***** 节选内容 *****
用streamlit run web_streamlit_demo.py --server.address 127.0.0.1 --server.port 6006运行，结果如下：
在这里插入图片描述

FastAPI+WebSocket

WebSocket API是一项先进的技术，它能够在用户的浏览器和服务器之间建立双向交互式通信会话。借助此API，你可以向服务器发送消息并接收事件驱动的响应，而无需轮询服务器以获取回复。之前使用的前后端交互方式都是请求-响应，用户提交数据后，服务器处理请求并返回响应，使用WebSocket允许服务器主动向客户端推送数据，FastAPI是一个高性能的Web框架，允许使用WebSocket来实现实时通讯。

# 导入FastAPI和WebSocket类，以及WebSocketDisconnect异常和HTMLResponse响应类
from fastapi import FastAPI, WebSocket, WebSocketDisconnect
from fastapi.responses import HTMLResponse
from fastapi.middleware.cors import CORSMiddleware # 导入CORS中间件，用于处理跨域资源共享（CORS）
from transformers import AutoTokenizer, AutoModel

# 导入uvicorn，轻量级的ASGI服务器
import uvicorn

pretrained = "/root/autodl-tmp/ZhipuAI/chatglm3-6b"
tokenizer = AutoTokenizer.from_pretrained(pretrained, trust_remote_code=True)
model = AutoModel.from_pretrained(pretrained, trust_remote_code=True).half().cuda()
model = model.eval()
app = FastAPI()	# 创建一个FastAPI应用程序实例

# 添加CORS中间件到FastAPI应用程序，允许跨域请求
app.add_middleware(
    CORSMiddleware
)

# 读取websocket_demo.html文件内容，用于返回HTML响应
with open('websocket_demo.html') as f:
    html = f.read()

# 定义一个路由，当访问根路径（/）时，返回之前读取的HTML内容
@app.get("/")
async def get():
    return HTMLResponse(html)

# 定义WebSocket端点/ws，创建WebSocket路由
@app.websocket("/ws")
async def websocket_endpoint(websocket: WebSocket):
    """
    input: JSON String of {"query": "", "history": []}
    output: JSON String of {"response": "", "history": [], "status": 200}
        status 200 stand for response ended, else not
    """
    await websocket.accept() # 接受WebSocket连接，并处理接收到的JSON格式消息
    try:
        while True:
            json_request = await websocket.receive_json()
***** 数据摘录 *****
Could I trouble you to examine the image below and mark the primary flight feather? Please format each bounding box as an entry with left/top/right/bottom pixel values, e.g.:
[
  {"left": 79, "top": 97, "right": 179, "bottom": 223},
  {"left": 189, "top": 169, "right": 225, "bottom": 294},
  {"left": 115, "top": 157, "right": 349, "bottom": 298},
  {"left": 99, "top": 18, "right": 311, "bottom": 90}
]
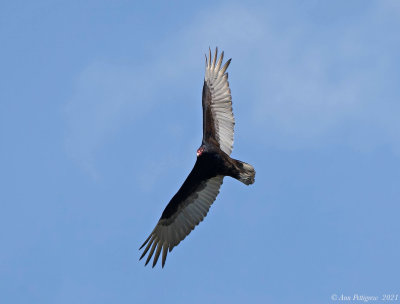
[{"left": 140, "top": 49, "right": 255, "bottom": 267}]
*****
**待解决问题**
将节选内容中从“# 添加CORS中间件到FastAPI应用程序，允许跨域请求”到“html = f.read()”这一段一字不差地抄写出来。

**本题输出**
# 添加CORS中间件到FastAPI应用程序，允许跨域请求
app.add_middleware(
    CORSMiddleware
)

# 读取websocket_demo.html文件内容，用于返回HTML响应
with open('websocket_demo.html') as f:
    html = f.read()